[Excerpts of pointing data]
=====

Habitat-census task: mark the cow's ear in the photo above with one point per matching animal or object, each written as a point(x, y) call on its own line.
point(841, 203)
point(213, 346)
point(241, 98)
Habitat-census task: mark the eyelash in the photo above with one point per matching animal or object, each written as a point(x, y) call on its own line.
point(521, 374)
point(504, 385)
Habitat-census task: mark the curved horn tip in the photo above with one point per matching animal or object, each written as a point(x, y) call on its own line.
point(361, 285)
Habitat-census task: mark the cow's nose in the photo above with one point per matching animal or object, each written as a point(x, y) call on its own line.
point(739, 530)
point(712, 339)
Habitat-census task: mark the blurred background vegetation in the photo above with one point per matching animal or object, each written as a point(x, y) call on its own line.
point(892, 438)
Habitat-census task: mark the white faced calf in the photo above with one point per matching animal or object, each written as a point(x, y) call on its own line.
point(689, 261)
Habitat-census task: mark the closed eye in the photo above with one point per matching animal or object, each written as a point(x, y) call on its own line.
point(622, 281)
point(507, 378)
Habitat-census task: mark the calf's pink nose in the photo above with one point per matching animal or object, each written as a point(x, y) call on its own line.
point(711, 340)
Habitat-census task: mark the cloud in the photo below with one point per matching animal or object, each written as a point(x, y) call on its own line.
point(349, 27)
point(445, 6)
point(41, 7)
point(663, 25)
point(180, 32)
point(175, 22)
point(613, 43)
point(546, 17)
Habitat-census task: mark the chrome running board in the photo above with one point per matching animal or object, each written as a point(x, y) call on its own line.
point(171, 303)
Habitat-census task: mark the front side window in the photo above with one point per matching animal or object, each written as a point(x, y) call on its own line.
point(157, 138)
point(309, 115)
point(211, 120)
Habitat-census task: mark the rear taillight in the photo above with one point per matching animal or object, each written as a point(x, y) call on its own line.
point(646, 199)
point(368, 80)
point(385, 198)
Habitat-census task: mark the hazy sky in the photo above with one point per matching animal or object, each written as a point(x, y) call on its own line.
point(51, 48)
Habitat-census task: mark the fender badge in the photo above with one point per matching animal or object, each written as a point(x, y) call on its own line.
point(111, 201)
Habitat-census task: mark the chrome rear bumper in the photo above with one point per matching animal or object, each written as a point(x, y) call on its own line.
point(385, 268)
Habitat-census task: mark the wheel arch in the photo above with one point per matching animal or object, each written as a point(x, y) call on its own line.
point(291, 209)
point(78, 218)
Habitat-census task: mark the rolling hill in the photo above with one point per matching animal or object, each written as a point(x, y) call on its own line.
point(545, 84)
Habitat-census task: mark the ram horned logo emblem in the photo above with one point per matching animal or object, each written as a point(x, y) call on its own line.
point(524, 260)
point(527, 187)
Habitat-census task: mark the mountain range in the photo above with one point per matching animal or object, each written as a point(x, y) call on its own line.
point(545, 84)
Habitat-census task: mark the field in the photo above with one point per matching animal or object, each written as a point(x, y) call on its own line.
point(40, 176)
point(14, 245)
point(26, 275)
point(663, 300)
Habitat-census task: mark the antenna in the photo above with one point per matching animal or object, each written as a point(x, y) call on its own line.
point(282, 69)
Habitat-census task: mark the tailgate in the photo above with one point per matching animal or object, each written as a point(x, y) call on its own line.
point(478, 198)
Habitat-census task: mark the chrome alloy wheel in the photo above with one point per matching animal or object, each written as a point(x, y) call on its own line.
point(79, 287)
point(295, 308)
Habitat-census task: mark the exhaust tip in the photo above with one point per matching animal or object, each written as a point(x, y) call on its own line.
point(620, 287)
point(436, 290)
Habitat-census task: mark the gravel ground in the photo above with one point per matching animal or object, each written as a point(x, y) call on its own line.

=====

**Task brief**
Copy every line of the records above verbatim.

**Written solution**
Habitat-census task: mark the cow's ear in the photo above with one point per matching animal or object, each written as a point(x, y) call on its own line.
point(841, 203)
point(213, 346)
point(241, 98)
Habitat-census task: mark the eyelash in the photo above with one point per matching animal or object, each written as a point(x, y) call on its own line.
point(521, 374)
point(504, 385)
Habitat-census task: mark the curved horn tip in the photo above with one point per matching animal or object, each written as a point(x, y) call on its own line.
point(361, 285)
Habitat-census task: mark the cow's nose in the photo above with one point per matching animal or object, each written as a point(x, y) call on its own line.
point(739, 530)
point(712, 339)
Habitat-census task: mark the blurred background vegetation in the photo above with one point per matching animal or object, each written as a point(x, y) call on its own line.
point(892, 438)
Habitat-census task: mark the white faced calf in the photo above with one point per matching animal or object, each written as a point(x, y) call on its own line.
point(689, 261)
Habitat-census task: mark the closed eye in the photo above with one point per matching animal or object, each written as a point(x, y) call on its own line.
point(622, 281)
point(507, 378)
Habitat-census task: mark the calf's pink nose in the photo above with one point per matching animal or object, each written as a point(x, y) call on its own line.
point(711, 340)
Habitat-census task: mark the cloud in the photo below with one point per matching animal or object, each written as a point(x, y) call on its own line.
point(349, 27)
point(445, 6)
point(41, 7)
point(663, 25)
point(180, 32)
point(175, 22)
point(613, 43)
point(546, 17)
Habitat-census task: mark the chrome running board in the photo above with one point per matching animal or object, each written as a point(x, y) call on its own line.
point(171, 303)
Habitat-census task: mark the front side window in the photo above with one point per matching animal or object, each written as a point(x, y) call on its own line.
point(157, 138)
point(309, 115)
point(211, 120)
Habitat-census task: mark the rear taillight in the photo above with one point per matching animal or object, each written as a point(x, y) call on its own line.
point(646, 199)
point(368, 80)
point(385, 198)
Habitat-census task: mark the hazy sky in the photo above with one point per matching animal or object, each written as a point(x, y) call on its own line.
point(51, 48)
Habitat-census task: mark the fender badge in the photo above with one point per matching animal or object, each written as a point(x, y) call on its own line.
point(111, 201)
Habitat-census task: mark the chrome rear bumper in the photo above with one point per matching animal or object, each written as a point(x, y) call on its own line.
point(385, 268)
Habitat-census task: mark the wheel arch in the photo above with one point per matching animal or object, each written as a point(x, y) call on its own line.
point(291, 209)
point(78, 218)
Habitat-census task: mark the rolling hill in the photo above with one point per matching animal or object, each written as a point(x, y) call on its own line.
point(545, 84)
Habitat-census task: mark the ram horned logo emblem in the photo above with one point per matching animal or object, each written as a point(x, y) call on its own line.
point(524, 260)
point(527, 187)
Habitat-census task: mark the mountain range in the photo above with one point per matching animal or object, each written as a point(x, y) call on its own line.
point(545, 84)
Habitat-census task: mark the field in the photo above with one point per matching animal or object, each written as a point(x, y) call on its own line.
point(40, 176)
point(14, 245)
point(26, 275)
point(663, 300)
Habitat-census task: mark the antenna in the photo above with one point per matching animal or object, each written as a point(x, y) call on its own line.
point(282, 69)
Habitat-census task: mark the tailgate in the photo above with one point per matching animal or object, each written as a point(x, y) call on its own line.
point(478, 198)
Habitat-census task: mark the chrome alloy wheel in the photo above with one point per matching animal or object, each written as a point(x, y) call on its own line.
point(79, 287)
point(295, 308)
Habitat-census task: mark the exhaust tip in the photo above with one point per matching animal or object, each written as a point(x, y) call on its own line.
point(620, 287)
point(436, 290)
Habitat-census task: mark the gravel ground in the photo above with one point per matching animal or object, each written as a point(x, y) call on its own line.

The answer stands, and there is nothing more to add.